[Supplied information — start]

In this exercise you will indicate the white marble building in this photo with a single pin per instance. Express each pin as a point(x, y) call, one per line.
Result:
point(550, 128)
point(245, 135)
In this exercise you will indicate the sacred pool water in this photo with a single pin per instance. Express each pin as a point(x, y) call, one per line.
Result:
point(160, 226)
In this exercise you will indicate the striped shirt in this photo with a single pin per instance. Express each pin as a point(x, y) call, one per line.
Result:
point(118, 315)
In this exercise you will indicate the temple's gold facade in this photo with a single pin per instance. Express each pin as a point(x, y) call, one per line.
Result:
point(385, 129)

[Supplied information — finish]

_Exercise aim_.
Write out each record exactly, without addition or omission.

_Response to the task_.
In this exercise you will indicate the white marble building in this photo with a single pin per instance. Express each pin as a point(x, y) call, one per line.
Result:
point(550, 128)
point(245, 135)
In this exercise you will indicate the sacred pool water in this photo with a single pin per instance. Express each pin as a point(x, y) call, one per line.
Result:
point(160, 226)
In this exercise you will indicate the striped shirt in this photo with a single pin per instance. Express each pin as a point(x, y) call, one per line.
Result:
point(118, 315)
In this exercise you will indicate the temple's gold facade in this photo with a single pin per instance. Express each pin as a point(x, y) call, one per line.
Result:
point(385, 129)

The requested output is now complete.